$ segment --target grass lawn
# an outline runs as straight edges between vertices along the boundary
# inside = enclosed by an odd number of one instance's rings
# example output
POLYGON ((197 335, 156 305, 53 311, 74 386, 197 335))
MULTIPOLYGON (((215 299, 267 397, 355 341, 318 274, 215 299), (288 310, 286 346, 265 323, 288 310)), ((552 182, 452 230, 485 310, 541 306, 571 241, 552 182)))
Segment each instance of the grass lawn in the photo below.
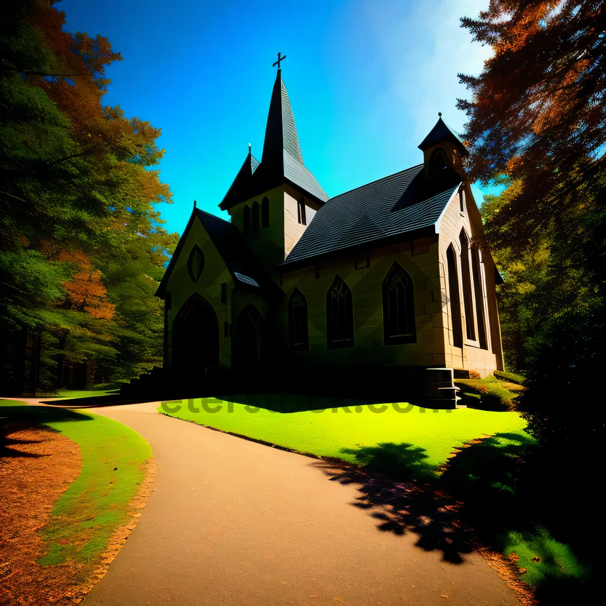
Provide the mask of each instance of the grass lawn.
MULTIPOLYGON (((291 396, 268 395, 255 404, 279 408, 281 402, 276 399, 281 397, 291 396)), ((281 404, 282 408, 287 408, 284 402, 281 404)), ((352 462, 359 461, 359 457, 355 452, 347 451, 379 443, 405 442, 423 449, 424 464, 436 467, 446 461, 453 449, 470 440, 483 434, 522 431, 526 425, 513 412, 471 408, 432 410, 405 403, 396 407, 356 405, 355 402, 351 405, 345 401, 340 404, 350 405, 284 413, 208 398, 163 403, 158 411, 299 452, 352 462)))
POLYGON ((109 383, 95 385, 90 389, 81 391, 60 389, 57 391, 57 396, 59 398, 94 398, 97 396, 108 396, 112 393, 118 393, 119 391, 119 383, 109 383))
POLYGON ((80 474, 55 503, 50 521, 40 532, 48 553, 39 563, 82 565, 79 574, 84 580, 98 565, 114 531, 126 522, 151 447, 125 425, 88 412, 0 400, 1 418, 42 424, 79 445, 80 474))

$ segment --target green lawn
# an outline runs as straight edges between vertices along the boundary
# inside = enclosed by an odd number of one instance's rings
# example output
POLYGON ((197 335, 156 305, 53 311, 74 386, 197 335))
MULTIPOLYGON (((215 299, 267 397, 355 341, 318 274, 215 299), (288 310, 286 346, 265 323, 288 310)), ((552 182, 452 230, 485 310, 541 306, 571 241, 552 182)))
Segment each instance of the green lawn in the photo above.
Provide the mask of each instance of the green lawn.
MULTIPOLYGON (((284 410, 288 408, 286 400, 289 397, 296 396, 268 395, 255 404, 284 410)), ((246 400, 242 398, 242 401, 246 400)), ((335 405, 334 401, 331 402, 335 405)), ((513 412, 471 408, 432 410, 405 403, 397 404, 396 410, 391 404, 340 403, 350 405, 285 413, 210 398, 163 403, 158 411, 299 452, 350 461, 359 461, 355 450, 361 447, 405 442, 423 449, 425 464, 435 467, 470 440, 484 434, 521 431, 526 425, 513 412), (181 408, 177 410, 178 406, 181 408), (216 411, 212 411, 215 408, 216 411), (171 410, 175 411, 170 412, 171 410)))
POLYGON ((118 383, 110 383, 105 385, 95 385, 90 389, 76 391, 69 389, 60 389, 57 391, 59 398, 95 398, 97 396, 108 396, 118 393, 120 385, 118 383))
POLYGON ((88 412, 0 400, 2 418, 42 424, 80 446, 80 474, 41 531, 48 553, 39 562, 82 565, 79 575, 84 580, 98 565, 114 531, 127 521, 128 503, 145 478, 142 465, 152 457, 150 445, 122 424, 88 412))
---
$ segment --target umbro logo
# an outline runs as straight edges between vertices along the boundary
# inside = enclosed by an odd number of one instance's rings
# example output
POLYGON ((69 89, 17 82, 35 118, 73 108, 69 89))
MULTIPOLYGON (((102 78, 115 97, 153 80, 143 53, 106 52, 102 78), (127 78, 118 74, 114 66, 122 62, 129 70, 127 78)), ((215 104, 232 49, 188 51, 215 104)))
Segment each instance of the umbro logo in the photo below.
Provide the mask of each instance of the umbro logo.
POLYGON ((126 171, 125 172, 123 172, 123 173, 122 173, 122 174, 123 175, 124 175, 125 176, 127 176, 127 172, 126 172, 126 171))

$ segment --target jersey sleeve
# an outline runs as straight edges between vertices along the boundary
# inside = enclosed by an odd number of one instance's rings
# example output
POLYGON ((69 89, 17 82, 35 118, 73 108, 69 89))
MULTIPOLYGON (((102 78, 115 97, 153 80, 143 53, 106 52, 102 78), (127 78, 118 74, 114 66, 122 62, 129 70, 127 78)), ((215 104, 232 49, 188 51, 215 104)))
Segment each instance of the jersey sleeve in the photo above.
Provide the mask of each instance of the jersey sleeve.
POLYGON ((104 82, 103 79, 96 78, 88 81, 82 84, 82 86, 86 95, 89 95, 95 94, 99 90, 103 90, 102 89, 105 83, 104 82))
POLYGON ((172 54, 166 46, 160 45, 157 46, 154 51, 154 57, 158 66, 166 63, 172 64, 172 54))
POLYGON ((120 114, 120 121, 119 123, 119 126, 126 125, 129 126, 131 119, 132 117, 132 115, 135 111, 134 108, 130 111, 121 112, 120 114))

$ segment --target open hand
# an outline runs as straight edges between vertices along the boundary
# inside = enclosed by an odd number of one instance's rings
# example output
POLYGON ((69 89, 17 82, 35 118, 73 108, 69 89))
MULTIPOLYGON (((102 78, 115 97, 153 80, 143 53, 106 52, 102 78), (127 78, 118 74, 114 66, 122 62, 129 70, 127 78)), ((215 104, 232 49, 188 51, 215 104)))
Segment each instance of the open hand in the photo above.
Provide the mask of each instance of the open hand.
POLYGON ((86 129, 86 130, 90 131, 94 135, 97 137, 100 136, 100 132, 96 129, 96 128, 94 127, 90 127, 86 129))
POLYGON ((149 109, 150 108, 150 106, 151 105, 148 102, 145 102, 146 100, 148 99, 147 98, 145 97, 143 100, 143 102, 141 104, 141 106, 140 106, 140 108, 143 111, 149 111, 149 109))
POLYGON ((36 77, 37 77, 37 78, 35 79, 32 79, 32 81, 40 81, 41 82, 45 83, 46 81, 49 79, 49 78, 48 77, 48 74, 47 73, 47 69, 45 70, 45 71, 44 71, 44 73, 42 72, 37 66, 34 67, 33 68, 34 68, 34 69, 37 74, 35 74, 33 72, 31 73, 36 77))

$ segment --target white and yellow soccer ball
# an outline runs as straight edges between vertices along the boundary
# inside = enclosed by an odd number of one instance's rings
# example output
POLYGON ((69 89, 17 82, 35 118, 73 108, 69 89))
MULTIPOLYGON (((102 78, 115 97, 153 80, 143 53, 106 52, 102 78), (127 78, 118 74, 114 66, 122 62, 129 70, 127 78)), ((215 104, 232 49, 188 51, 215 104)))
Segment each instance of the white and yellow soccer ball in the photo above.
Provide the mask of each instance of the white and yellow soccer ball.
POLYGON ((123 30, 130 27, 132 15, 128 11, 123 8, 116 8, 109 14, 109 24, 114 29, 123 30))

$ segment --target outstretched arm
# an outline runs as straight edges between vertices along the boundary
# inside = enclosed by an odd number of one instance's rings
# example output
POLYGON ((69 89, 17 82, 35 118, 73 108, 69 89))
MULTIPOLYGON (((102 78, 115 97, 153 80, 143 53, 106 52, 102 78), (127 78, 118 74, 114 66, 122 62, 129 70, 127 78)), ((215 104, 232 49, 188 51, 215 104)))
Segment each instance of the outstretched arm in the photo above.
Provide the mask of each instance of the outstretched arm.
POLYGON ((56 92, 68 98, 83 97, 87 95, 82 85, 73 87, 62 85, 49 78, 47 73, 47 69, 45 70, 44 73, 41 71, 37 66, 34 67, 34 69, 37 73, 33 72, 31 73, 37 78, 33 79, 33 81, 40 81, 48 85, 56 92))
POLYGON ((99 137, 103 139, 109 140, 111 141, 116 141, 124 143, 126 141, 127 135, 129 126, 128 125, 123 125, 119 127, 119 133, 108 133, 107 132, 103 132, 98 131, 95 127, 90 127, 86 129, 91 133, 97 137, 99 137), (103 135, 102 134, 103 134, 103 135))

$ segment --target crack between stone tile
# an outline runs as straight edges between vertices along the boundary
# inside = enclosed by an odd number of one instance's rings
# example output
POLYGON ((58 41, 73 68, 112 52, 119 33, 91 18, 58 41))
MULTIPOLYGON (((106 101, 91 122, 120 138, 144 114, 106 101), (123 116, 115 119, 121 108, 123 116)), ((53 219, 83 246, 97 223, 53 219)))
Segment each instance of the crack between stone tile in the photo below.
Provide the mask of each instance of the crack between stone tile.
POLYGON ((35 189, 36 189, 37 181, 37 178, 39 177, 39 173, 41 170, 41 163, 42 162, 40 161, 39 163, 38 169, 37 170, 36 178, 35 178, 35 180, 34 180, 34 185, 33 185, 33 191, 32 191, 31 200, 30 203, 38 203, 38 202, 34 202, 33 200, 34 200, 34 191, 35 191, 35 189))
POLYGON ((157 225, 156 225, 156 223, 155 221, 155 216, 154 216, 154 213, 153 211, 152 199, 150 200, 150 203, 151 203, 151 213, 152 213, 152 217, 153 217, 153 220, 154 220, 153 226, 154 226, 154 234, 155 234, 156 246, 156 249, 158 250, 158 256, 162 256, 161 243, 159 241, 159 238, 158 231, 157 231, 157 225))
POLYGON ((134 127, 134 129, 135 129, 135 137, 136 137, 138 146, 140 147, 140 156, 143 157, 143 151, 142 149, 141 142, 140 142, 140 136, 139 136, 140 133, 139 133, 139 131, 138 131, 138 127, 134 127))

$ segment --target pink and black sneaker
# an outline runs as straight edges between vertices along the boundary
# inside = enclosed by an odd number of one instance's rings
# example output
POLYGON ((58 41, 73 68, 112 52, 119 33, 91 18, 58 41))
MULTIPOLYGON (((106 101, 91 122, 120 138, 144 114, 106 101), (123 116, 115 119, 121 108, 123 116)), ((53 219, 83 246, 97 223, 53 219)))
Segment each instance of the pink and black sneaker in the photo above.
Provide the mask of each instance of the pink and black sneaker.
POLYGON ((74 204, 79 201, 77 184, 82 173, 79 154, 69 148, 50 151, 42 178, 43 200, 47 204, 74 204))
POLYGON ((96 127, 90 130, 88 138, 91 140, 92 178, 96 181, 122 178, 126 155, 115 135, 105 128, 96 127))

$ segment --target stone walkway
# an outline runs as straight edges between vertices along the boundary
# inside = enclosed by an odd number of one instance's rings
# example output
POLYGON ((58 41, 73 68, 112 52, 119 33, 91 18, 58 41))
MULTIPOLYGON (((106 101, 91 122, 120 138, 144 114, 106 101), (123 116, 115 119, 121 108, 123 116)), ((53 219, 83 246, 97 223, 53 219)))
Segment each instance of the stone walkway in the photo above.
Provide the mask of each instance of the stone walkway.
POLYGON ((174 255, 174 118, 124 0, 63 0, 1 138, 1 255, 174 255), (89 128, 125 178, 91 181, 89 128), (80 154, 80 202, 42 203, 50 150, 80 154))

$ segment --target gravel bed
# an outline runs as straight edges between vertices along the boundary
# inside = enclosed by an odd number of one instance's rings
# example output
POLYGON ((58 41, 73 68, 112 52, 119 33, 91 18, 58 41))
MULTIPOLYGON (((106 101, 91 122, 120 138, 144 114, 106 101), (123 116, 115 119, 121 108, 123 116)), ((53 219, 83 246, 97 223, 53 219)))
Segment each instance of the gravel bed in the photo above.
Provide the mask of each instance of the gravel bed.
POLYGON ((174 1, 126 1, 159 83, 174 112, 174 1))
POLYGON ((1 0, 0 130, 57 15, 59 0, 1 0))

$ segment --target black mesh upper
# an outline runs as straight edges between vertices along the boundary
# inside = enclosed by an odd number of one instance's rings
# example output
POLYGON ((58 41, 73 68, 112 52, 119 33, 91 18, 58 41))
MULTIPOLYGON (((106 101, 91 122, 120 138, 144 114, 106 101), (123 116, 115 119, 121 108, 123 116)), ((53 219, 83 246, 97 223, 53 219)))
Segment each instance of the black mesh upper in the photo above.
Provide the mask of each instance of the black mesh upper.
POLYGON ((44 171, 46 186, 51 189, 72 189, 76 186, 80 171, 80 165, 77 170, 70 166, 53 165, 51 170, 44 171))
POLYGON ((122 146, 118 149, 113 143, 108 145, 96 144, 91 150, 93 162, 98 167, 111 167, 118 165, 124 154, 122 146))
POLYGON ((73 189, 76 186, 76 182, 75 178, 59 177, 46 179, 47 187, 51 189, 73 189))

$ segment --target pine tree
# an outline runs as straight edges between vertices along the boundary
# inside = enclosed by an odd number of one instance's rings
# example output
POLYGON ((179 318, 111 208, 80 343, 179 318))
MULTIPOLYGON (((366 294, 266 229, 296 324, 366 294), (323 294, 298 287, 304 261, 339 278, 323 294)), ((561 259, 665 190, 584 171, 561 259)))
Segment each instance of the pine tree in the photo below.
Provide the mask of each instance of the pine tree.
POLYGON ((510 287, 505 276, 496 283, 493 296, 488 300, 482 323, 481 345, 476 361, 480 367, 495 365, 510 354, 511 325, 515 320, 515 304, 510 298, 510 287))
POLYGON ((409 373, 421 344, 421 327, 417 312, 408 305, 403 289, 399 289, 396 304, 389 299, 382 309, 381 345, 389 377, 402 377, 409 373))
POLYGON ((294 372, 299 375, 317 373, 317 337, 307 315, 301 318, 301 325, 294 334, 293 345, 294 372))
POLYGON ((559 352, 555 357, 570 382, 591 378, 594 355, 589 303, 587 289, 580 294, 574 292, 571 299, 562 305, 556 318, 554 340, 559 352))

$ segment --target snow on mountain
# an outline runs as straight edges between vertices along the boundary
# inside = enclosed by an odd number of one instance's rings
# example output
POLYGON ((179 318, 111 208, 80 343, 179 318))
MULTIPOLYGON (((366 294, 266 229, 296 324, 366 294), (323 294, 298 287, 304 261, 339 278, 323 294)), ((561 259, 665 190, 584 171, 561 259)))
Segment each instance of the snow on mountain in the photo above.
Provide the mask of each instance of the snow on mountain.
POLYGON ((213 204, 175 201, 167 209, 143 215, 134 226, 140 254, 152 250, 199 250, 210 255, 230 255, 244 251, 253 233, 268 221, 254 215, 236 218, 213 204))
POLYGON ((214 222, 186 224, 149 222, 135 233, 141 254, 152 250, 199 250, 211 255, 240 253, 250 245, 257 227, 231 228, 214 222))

**EXERCISE PROMPT**
List each line of the data above that contains the word "sneaker".

**ANSWER IN FULL**
$ segment --target pink and black sneaker
Segment each instance of the pink and black sneaker in the photo above.
Provide the mask of each instance of the pink and black sneaker.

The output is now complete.